-- Start PASSAGE GIVEN --
So I declare I will cook. A creative lie helps allay suspicion – cooking helps me relax, cooking will take my mind off things, cooking will be good for me! Ha - better for me than poisoning at any rate
Except exhaustion means I don’t do the sensible thing and go rooting in the freezer early enough to defrost and I eventually roll into the kitchen only when too hungry to do anything else (and Beloved was making threatening moves in that direction).
I could have ordered take away, but Beloved lived on it while we were away and looked faintly green at the suggestion.
So… cheese. Screw it, cheese, crackers, fruit and bread (that which is still fresh). We always have immense amounts of cheese lurking in the bottom of the fridge, in the salad crisper to make sure anything green and leafy and healthy is aware that this is a calorie loving household and not to get too comfortable.
Ok not the most involved of meals but we love cheese and eating up some of the vast stock isn’t a bad thing. Except... the brie
I don’t know where this brie comes from but we always have this massive wheel of brie. Now I’m not against brie, we both quite like brie. A little brie now and then is a good thing. A little – so why do we always have this huge great wheel of cheese that could feed half of France? I would accuse Beloved but I can’t see him getting enthusiastic enough about brie to buy this – if it were cheddar or wensleydale, yes – but not brie. Maybe we have a crafty cheesemonger who can manipulate him into inundating us with unwanted French cheese? Beloved swears it’s not him and I know it’s not me – so if no-one is buying brie where does it keep coming from? Do we have a secret brie mine? The brie elves visit? Or maybe it’s breeding….
-- End PASSAGE GIVEN --
-- Start INFORMATION PROVIDED --
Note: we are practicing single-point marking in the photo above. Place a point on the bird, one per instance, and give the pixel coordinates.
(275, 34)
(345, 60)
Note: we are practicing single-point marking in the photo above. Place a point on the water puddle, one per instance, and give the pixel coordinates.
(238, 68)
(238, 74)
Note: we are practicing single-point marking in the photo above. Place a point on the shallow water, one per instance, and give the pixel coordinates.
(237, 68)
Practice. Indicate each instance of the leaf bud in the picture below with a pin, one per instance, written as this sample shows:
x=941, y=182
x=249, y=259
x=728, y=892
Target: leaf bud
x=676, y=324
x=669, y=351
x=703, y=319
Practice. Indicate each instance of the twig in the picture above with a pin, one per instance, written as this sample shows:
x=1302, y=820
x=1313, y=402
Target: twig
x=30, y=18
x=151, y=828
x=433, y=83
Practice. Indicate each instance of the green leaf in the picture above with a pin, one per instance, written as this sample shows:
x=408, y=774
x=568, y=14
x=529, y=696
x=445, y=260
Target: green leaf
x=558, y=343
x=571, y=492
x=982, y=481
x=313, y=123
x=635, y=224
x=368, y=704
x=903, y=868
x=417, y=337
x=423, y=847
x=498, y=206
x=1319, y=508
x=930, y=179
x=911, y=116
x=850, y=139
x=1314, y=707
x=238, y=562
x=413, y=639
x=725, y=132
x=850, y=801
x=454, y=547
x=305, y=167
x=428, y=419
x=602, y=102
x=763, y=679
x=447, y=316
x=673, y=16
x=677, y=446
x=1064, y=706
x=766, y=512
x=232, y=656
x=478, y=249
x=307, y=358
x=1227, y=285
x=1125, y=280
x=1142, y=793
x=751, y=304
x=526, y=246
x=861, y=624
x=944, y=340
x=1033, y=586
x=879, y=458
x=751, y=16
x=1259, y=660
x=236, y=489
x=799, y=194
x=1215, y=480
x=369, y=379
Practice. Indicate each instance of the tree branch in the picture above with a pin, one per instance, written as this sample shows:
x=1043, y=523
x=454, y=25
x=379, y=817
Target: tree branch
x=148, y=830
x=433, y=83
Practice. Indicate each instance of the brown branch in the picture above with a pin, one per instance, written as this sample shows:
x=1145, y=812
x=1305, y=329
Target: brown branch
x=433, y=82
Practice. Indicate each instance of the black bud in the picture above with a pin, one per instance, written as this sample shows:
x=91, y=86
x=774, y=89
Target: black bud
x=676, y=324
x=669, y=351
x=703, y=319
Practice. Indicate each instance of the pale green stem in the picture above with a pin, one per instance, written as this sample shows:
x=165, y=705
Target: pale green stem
-- End INFORMATION PROVIDED --
TASKS FOR THIS EXERCISE
A) Translate this sentence from the passage about cheese into Spanish: "A little brie now and then is a good thing."
B) Write the next part of the passage about cheese, picking up after its final sentence.
The entries have no role in this exercise.

ANSWERS TO THE EXERCISE
A) Un poco de brie de vez en cuando es algo bueno.

B)
Then there’s the eternal stilton. Now this, I do know where the Eternal Stilton comes from. My uncle – who has given us out own bodyweight in stilton every damn Christmas ever. He does the same with everyone, I don’t think he has ever given anyone a gift that wasn’t a metric fuckton of stilton. His kids first birthday? Stilton. Wife’s anniversary? Stilton. Daughter’s wedding? Stilton! I think he must have shares in the dairy.
Sure it’s nice in a few recipes – but how much strong blue cheese can you just eat? It’s not like you can put it in sandwiches!
Even if we liked stilton, this package is too much. No-one likes stilton this much. It’s not actually possible to like stilton this much. Eating this much stilton would actually kill someone. It doesn’t help that it’s in a ceramic container so doesn’t rot and reach a point where it can be thrown away – especially since, as it’s blue cheese, it doesn’t really go off anyway
But it does get more… pungent. It is now locked in its little ceramic box and… we dare not open it. And if we dare not open it, we cannot check it to see if it is time to throw it away. But the ceramic lid fits really tightly. It’s sealed, I think.
So it remains, in the cheese drawer. Tightly sealed. Watching. Waiting. One day it plans to escape.
And then may the gods have mercy on us all.